▸ **Problem to work on**:
The data must be reproduced verbatim; images are to be omitted.

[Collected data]

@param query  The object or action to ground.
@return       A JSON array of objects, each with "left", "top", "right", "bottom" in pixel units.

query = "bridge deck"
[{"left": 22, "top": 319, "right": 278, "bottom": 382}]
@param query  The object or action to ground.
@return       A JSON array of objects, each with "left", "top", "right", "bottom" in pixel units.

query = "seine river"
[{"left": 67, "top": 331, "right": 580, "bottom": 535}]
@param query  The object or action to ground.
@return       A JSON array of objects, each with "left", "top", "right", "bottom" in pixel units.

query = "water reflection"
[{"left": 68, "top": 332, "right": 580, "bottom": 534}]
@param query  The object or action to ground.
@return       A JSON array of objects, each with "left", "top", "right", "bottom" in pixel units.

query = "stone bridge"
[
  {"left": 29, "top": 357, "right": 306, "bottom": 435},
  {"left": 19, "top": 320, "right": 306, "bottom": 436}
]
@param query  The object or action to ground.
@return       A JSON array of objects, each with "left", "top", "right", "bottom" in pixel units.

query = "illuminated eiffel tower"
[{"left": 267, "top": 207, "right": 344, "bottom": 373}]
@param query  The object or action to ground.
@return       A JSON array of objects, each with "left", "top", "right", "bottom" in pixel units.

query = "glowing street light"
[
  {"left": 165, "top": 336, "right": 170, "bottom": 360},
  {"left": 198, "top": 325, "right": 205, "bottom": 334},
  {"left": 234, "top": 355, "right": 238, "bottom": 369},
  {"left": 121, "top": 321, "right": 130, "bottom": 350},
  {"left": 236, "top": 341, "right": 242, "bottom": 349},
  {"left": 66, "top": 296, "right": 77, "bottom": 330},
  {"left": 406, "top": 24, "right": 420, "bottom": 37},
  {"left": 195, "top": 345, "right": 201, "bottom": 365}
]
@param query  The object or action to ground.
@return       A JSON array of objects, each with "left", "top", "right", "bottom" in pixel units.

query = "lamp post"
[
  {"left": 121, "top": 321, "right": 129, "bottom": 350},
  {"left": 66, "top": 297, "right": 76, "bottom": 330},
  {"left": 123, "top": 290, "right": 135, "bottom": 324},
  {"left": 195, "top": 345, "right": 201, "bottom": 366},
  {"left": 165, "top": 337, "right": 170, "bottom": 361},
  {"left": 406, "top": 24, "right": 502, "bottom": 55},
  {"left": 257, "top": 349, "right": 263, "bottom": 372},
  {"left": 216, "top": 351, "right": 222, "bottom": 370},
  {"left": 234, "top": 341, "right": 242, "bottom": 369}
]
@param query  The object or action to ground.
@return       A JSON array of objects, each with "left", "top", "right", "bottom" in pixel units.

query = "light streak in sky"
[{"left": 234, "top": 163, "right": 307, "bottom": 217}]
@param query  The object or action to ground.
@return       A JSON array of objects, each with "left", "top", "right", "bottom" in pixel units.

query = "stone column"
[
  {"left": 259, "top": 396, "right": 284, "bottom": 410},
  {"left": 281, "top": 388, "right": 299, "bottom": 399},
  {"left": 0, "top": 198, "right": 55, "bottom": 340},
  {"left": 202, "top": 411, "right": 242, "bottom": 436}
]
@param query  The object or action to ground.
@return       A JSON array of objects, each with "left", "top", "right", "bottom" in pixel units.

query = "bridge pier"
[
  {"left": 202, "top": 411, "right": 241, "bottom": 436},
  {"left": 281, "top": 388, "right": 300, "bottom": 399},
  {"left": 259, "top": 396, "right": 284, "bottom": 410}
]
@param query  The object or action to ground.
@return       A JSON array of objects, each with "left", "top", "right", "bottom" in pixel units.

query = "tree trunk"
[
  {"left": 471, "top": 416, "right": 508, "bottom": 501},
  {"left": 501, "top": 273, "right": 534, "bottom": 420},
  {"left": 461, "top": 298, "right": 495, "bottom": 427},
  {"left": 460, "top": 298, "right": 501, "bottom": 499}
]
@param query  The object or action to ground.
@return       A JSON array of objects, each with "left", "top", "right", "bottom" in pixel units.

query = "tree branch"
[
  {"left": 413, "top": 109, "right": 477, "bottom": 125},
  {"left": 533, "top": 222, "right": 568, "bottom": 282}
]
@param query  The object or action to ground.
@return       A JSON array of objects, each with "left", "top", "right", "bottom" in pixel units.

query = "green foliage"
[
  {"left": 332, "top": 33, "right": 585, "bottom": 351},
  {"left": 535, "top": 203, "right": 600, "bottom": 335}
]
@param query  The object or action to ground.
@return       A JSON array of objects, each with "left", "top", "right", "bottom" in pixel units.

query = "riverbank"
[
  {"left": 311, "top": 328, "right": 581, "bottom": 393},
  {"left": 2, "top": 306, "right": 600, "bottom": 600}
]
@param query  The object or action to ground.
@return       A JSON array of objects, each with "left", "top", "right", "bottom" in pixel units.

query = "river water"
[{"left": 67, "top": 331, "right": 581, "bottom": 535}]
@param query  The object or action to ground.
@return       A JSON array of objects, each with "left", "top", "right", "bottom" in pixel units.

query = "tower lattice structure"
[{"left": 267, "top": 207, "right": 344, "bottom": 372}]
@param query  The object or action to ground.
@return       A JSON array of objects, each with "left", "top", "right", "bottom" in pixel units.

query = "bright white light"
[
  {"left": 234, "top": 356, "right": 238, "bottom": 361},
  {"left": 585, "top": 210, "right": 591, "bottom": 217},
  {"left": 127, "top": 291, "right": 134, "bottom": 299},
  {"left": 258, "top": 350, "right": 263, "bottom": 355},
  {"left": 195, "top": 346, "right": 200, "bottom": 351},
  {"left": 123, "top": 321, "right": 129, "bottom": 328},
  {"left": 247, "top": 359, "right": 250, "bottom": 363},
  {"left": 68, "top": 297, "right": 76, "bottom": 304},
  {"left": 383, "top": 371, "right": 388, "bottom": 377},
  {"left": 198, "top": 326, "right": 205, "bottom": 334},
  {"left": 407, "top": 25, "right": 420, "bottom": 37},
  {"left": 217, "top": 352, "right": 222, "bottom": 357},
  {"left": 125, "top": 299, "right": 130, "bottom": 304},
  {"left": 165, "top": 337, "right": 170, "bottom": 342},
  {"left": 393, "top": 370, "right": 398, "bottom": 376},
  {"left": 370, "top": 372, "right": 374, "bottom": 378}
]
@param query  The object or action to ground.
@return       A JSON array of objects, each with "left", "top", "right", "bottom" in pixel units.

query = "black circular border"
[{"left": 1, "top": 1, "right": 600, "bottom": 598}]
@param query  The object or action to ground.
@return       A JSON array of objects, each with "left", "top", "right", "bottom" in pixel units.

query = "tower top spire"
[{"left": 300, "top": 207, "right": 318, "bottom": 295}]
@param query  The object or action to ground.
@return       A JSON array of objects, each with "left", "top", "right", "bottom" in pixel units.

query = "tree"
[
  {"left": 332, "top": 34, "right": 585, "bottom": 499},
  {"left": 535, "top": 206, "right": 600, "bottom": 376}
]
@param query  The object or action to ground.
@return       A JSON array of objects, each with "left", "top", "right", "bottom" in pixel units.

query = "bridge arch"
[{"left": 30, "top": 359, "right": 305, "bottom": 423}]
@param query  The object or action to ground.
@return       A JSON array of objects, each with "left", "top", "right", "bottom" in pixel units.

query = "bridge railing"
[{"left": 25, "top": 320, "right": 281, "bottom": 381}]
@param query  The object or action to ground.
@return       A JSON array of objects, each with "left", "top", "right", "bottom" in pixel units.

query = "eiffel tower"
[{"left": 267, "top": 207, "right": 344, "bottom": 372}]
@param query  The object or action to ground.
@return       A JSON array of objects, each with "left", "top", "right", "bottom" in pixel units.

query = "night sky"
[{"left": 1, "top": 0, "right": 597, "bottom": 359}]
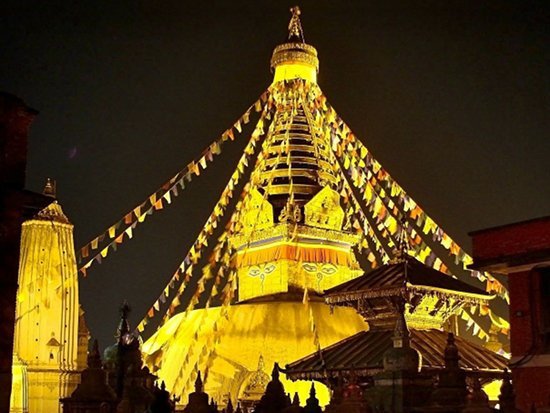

▸ **Output of the task**:
@param query  The object or action to ground.
@return       A JSON array of objects, each with "left", "top", "right", "bottom" in pixel units.

query = "bridge deck"
[{"left": 22, "top": 319, "right": 278, "bottom": 382}]
@param query  The object or action to ground.
@return       A JSON array of objects, each with "left", "top", "right", "bottom" in pixel units.

query = "seine river"
[{"left": 67, "top": 331, "right": 580, "bottom": 535}]
@param query  The object or action to ground.
@return       A JSON array of objects, each with "left", "top", "right", "bottom" in pixel units.

query = "water reflection"
[{"left": 68, "top": 332, "right": 580, "bottom": 534}]
@param query  The object or action to ground.
@return       A JSON array of objects, each with "left", "top", "right", "bottom" in pixel units.

query = "stone bridge"
[
  {"left": 29, "top": 357, "right": 306, "bottom": 435},
  {"left": 19, "top": 320, "right": 306, "bottom": 436}
]
@param query  The object or action to ground.
@return       A JSON array of objects, each with "left", "top", "right", "bottom" in pixel units.

query = "illuminated eiffel tower"
[{"left": 267, "top": 207, "right": 344, "bottom": 373}]
@param query  The object or action to ground.
@return       A JSON array of objects, each with "left", "top", "right", "bottom" in pixel units.

query = "glowing street light"
[
  {"left": 165, "top": 336, "right": 170, "bottom": 360},
  {"left": 198, "top": 325, "right": 205, "bottom": 334},
  {"left": 234, "top": 355, "right": 238, "bottom": 369},
  {"left": 121, "top": 321, "right": 130, "bottom": 350},
  {"left": 236, "top": 341, "right": 242, "bottom": 349},
  {"left": 66, "top": 296, "right": 77, "bottom": 330},
  {"left": 406, "top": 24, "right": 420, "bottom": 37},
  {"left": 195, "top": 345, "right": 201, "bottom": 365}
]
@param query  The object or action to ground.
@return       A JSON array of objects, each with "left", "top", "right", "bottom" in pixel units.

query = "lamp post"
[
  {"left": 121, "top": 321, "right": 129, "bottom": 350},
  {"left": 66, "top": 297, "right": 76, "bottom": 330},
  {"left": 123, "top": 290, "right": 135, "bottom": 324},
  {"left": 195, "top": 345, "right": 201, "bottom": 366},
  {"left": 165, "top": 337, "right": 170, "bottom": 361},
  {"left": 406, "top": 24, "right": 502, "bottom": 55},
  {"left": 257, "top": 349, "right": 263, "bottom": 372},
  {"left": 216, "top": 351, "right": 222, "bottom": 370},
  {"left": 234, "top": 341, "right": 242, "bottom": 369}
]
@param query  The object or action to ground.
@return       A JSON array of objects, each with "left", "top", "right", "bottom" in pixel units.

query = "light streak in sky"
[{"left": 234, "top": 163, "right": 307, "bottom": 217}]
@param query  The object or action to ground.
@return       A JSON array of objects, each with "left", "top", "right", "bottom" in pixel units.

query = "stone column"
[
  {"left": 259, "top": 396, "right": 284, "bottom": 410},
  {"left": 281, "top": 388, "right": 299, "bottom": 399},
  {"left": 0, "top": 198, "right": 55, "bottom": 340},
  {"left": 202, "top": 411, "right": 242, "bottom": 436}
]
@param query  The object or action to ground.
@return       A JSON array of objects, each with "left", "top", "right", "bottom" in pixel units.

query = "bridge pier"
[
  {"left": 202, "top": 411, "right": 241, "bottom": 436},
  {"left": 281, "top": 388, "right": 300, "bottom": 399},
  {"left": 259, "top": 396, "right": 284, "bottom": 410}
]
@param query  The object or action to ground.
@return       A JSON array of objects, each with "left", "top", "right", "bottom" in pixel units.

query = "tree trunk"
[
  {"left": 471, "top": 416, "right": 508, "bottom": 501},
  {"left": 501, "top": 273, "right": 534, "bottom": 420},
  {"left": 461, "top": 298, "right": 495, "bottom": 427},
  {"left": 460, "top": 298, "right": 501, "bottom": 499}
]
@param query  The object or action to ground.
@return       A JSON array of objects, each with "left", "top", "right", "bottom" in pixel units.

query = "tree branch"
[
  {"left": 413, "top": 109, "right": 477, "bottom": 125},
  {"left": 533, "top": 222, "right": 568, "bottom": 282}
]
@param query  The object or action to ground.
@return       A JSON array of objects, each with "left", "top", "right", "bottom" in pixel units.

query = "green foliage"
[
  {"left": 332, "top": 33, "right": 585, "bottom": 351},
  {"left": 535, "top": 203, "right": 600, "bottom": 335}
]
@param query  The object or action to ground.
@return       A JSON array of objects, each with "left", "top", "right", "bottom" in pixel units.

query = "riverbank"
[
  {"left": 311, "top": 328, "right": 581, "bottom": 393},
  {"left": 2, "top": 306, "right": 600, "bottom": 600}
]
@param query  The object or action to ground.
@return       A JSON array of objects, each with "left", "top", "right", "bottom" in pixel units.

query = "river water"
[{"left": 67, "top": 331, "right": 581, "bottom": 535}]
@param query  The object or action to ground.
@return       A JSON array of objects, each with "left", "top", "right", "bottom" in pixel units.

query = "tower lattice structure"
[{"left": 267, "top": 207, "right": 344, "bottom": 372}]
@param query  The object or action to ground.
@return       A JSON array of objects, each with "left", "top", "right", "bottom" in pixel units.

query = "bright white light"
[
  {"left": 234, "top": 356, "right": 238, "bottom": 361},
  {"left": 585, "top": 210, "right": 591, "bottom": 217},
  {"left": 127, "top": 291, "right": 134, "bottom": 299},
  {"left": 258, "top": 350, "right": 263, "bottom": 355},
  {"left": 195, "top": 346, "right": 200, "bottom": 351},
  {"left": 123, "top": 321, "right": 129, "bottom": 328},
  {"left": 247, "top": 359, "right": 250, "bottom": 363},
  {"left": 68, "top": 297, "right": 76, "bottom": 304},
  {"left": 383, "top": 371, "right": 388, "bottom": 377},
  {"left": 198, "top": 326, "right": 205, "bottom": 334},
  {"left": 407, "top": 25, "right": 420, "bottom": 37},
  {"left": 217, "top": 352, "right": 222, "bottom": 357},
  {"left": 125, "top": 299, "right": 130, "bottom": 304},
  {"left": 165, "top": 337, "right": 170, "bottom": 342},
  {"left": 393, "top": 370, "right": 398, "bottom": 376},
  {"left": 370, "top": 372, "right": 374, "bottom": 378}
]
@param query  The object or action to ground.
@return       A JSON array of objects, each with "left", "top", "right", "bottom" in pixel units.

query = "black circular border"
[{"left": 1, "top": 1, "right": 600, "bottom": 598}]
@param query  The object or action to ground.
@return       A JSON array of objects, each with "left", "top", "right", "bottom" in pixel units.

query = "tower top spire"
[{"left": 300, "top": 207, "right": 318, "bottom": 295}]
@param query  The object or action to ground.
@return       A JSON array of objects, each with "left", "top", "right", "bottom" in pixel units.

query = "tree"
[
  {"left": 332, "top": 34, "right": 585, "bottom": 499},
  {"left": 535, "top": 206, "right": 600, "bottom": 376}
]
@param query  The object or action to ground.
@return       A JSON array of objects, each with "left", "top", "right", "bottom" in pixel units.

query = "bridge arch"
[{"left": 30, "top": 359, "right": 305, "bottom": 423}]
@param query  The object or action to ground.
@return       A JSON array of objects, each with "left", "top", "right", "bottom" in pixel units.

query = "bridge railing"
[{"left": 25, "top": 320, "right": 281, "bottom": 381}]
@param query  The object or action to ground.
@return       A JSON array of objects, each with "left", "top", "right", "bottom" in pixel units.

query = "eiffel tower"
[{"left": 267, "top": 207, "right": 344, "bottom": 372}]
@param query  The object or action to ground.
@return       A JSON array of objects, each with "left", "top", "right", "bottom" in pixel units.

query = "night sky"
[{"left": 1, "top": 0, "right": 597, "bottom": 359}]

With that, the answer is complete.